======== Records to process

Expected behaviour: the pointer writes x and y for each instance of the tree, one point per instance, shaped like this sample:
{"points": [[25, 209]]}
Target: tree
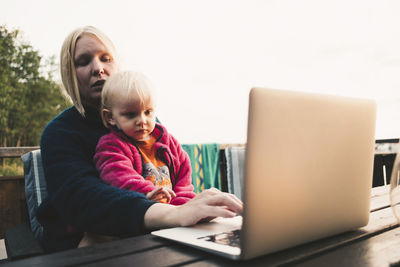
{"points": [[29, 98]]}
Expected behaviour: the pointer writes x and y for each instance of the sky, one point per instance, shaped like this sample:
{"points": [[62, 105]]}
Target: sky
{"points": [[204, 56]]}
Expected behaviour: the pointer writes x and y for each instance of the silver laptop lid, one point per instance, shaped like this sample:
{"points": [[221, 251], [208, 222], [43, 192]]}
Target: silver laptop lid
{"points": [[309, 163]]}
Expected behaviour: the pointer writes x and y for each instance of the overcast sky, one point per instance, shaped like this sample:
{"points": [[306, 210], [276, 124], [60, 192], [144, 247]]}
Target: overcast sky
{"points": [[204, 56]]}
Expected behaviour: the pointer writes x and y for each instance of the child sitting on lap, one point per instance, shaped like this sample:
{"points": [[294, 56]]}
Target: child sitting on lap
{"points": [[139, 154]]}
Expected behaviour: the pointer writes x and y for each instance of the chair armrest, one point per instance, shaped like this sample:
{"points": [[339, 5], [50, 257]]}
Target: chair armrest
{"points": [[21, 243]]}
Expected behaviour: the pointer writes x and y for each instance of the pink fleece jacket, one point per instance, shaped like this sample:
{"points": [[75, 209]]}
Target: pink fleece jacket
{"points": [[121, 164]]}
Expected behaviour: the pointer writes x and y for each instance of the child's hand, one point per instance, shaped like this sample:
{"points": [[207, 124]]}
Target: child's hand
{"points": [[161, 194]]}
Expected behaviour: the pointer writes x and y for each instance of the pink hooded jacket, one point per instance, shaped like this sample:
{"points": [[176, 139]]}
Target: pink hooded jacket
{"points": [[120, 163]]}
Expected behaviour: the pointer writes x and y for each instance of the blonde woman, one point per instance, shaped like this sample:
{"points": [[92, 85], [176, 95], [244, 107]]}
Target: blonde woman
{"points": [[78, 201]]}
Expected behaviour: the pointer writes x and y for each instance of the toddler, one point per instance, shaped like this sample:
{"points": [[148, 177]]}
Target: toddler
{"points": [[139, 154]]}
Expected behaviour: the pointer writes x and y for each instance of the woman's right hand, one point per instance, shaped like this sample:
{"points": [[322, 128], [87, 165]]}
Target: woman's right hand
{"points": [[207, 205]]}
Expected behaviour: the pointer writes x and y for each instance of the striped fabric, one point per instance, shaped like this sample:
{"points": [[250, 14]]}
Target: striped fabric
{"points": [[35, 187], [235, 160], [204, 160]]}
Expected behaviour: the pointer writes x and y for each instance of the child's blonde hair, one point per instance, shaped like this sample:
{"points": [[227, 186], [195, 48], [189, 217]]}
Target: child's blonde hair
{"points": [[130, 85]]}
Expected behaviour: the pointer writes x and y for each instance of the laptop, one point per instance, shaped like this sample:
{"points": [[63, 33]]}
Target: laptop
{"points": [[308, 175]]}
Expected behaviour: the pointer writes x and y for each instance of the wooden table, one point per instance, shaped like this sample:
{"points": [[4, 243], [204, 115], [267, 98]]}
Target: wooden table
{"points": [[377, 244]]}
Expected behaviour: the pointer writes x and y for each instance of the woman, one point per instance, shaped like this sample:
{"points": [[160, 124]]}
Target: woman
{"points": [[78, 201]]}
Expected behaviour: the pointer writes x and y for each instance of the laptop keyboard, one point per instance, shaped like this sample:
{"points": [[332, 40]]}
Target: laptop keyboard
{"points": [[231, 238]]}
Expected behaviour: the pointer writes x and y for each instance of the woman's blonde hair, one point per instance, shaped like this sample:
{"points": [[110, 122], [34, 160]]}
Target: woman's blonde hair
{"points": [[67, 63], [130, 85]]}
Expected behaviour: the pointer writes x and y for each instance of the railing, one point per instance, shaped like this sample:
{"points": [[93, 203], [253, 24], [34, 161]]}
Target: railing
{"points": [[13, 208]]}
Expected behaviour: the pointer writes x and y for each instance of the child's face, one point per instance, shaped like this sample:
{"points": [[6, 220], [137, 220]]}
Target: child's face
{"points": [[136, 120]]}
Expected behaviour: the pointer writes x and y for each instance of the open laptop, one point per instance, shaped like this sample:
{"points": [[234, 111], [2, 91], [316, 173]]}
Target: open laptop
{"points": [[308, 175]]}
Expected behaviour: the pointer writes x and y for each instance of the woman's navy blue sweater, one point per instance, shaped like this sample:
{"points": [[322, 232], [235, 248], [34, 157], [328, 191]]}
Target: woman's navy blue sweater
{"points": [[78, 201]]}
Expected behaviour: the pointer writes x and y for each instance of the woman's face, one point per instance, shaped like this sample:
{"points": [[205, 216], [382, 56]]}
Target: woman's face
{"points": [[93, 64]]}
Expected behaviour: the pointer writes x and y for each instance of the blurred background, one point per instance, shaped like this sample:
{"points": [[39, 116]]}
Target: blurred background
{"points": [[204, 56]]}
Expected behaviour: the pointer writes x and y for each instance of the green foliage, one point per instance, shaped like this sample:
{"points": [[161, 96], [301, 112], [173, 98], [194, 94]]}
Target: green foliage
{"points": [[29, 98]]}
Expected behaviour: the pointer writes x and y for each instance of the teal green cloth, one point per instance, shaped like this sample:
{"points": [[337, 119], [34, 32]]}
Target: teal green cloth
{"points": [[204, 160]]}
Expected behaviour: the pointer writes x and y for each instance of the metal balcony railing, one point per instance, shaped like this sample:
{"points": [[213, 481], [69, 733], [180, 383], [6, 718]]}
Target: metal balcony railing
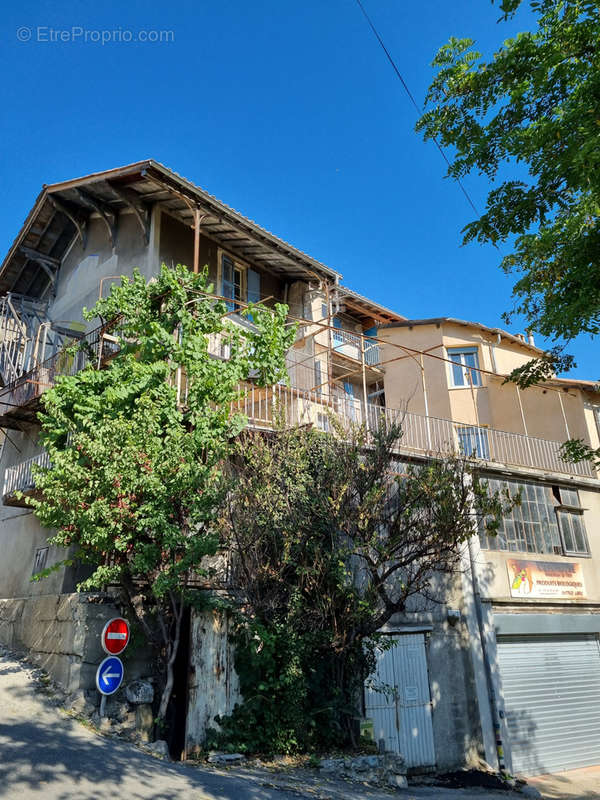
{"points": [[20, 477], [350, 345], [420, 434], [94, 348]]}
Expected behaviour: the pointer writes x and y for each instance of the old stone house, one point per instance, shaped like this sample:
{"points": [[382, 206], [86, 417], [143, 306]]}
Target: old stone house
{"points": [[511, 659]]}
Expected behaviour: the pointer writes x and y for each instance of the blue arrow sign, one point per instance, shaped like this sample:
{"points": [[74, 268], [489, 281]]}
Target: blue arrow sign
{"points": [[109, 675]]}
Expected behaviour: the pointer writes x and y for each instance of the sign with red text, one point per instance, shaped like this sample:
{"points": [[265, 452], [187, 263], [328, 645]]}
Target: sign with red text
{"points": [[540, 579], [115, 636]]}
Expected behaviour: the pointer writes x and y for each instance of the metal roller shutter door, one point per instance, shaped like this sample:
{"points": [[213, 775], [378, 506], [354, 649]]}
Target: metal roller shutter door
{"points": [[551, 687]]}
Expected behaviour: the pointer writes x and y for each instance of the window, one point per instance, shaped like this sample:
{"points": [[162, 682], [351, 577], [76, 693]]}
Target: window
{"points": [[473, 441], [570, 520], [542, 523], [231, 282], [41, 556], [238, 283], [318, 378], [464, 367], [323, 422]]}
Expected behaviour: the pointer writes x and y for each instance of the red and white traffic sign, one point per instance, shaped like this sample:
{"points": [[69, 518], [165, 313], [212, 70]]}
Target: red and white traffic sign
{"points": [[115, 636]]}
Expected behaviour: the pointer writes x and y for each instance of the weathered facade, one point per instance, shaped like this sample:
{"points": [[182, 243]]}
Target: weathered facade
{"points": [[533, 591]]}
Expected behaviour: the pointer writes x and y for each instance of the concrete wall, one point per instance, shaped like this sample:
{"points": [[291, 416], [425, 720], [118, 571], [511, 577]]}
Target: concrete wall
{"points": [[62, 634], [496, 585], [452, 680], [213, 687]]}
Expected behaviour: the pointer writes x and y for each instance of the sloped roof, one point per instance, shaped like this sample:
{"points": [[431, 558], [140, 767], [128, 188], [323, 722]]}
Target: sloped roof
{"points": [[61, 212]]}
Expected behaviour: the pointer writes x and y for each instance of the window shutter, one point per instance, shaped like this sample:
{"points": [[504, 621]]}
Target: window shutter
{"points": [[253, 283], [227, 288]]}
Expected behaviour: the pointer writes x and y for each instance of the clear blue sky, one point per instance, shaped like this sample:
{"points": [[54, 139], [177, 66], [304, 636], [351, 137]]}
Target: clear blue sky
{"points": [[285, 109]]}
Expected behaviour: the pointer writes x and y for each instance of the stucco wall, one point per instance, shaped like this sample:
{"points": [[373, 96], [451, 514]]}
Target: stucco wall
{"points": [[493, 404], [213, 687], [82, 270]]}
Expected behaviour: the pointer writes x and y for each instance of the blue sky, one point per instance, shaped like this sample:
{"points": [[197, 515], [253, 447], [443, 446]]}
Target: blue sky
{"points": [[287, 111]]}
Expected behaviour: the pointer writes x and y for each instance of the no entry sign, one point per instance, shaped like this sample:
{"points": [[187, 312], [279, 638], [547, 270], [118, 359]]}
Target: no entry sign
{"points": [[115, 636], [109, 675]]}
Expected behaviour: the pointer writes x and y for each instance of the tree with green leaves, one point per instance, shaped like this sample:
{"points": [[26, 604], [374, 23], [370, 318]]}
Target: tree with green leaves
{"points": [[529, 117], [138, 447], [331, 534]]}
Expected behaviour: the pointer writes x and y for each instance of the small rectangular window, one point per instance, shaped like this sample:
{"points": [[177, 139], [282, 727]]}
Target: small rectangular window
{"points": [[232, 282], [337, 337], [318, 378], [323, 422], [39, 562], [537, 524], [464, 369], [474, 441]]}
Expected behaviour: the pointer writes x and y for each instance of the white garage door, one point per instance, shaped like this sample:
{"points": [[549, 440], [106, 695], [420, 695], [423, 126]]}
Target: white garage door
{"points": [[551, 687], [398, 701]]}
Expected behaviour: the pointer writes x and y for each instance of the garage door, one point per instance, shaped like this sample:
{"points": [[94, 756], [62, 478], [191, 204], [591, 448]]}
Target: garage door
{"points": [[551, 687], [398, 701]]}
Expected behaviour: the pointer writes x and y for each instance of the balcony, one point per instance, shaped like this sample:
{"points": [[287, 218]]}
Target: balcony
{"points": [[20, 479], [19, 399], [420, 435], [350, 345]]}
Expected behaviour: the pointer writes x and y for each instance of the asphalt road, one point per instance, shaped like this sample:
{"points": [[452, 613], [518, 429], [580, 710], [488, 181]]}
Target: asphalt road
{"points": [[48, 755]]}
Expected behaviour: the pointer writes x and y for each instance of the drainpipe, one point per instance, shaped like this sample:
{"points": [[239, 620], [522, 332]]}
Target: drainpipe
{"points": [[493, 352], [562, 408], [489, 679]]}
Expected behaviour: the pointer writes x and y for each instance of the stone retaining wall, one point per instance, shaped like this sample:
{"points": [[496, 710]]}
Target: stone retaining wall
{"points": [[61, 632]]}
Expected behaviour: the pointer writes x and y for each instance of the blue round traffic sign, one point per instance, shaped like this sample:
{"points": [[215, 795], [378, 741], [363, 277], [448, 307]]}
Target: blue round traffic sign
{"points": [[109, 675]]}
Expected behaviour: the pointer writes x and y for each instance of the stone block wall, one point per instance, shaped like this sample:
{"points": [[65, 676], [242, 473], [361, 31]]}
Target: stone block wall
{"points": [[61, 632]]}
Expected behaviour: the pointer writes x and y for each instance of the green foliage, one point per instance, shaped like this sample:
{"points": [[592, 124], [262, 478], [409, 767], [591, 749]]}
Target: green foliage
{"points": [[535, 106], [138, 447], [330, 536], [576, 450]]}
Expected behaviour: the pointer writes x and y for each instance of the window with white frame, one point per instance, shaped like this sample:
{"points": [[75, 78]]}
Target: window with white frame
{"points": [[473, 441], [238, 283], [549, 519], [464, 369]]}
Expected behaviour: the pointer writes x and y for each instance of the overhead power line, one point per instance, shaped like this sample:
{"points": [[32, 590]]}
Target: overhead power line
{"points": [[412, 99]]}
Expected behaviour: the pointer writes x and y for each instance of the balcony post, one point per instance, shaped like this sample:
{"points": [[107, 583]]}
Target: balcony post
{"points": [[426, 403], [364, 377]]}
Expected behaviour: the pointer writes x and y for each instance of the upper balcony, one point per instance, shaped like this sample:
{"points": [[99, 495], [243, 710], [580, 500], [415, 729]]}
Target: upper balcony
{"points": [[19, 478], [355, 347], [19, 397], [421, 435], [19, 402]]}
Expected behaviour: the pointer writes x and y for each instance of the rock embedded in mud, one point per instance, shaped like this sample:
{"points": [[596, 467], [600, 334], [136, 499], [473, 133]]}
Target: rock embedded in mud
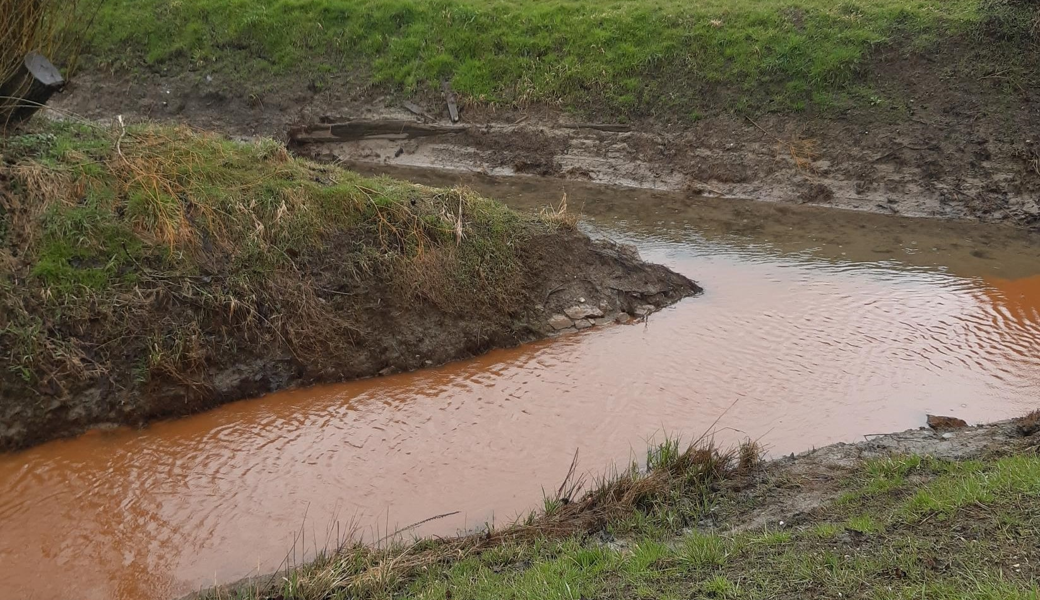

================

Tally the lines in the rows above that contain the string "fabric", counting case as it appears, and give only the number.

2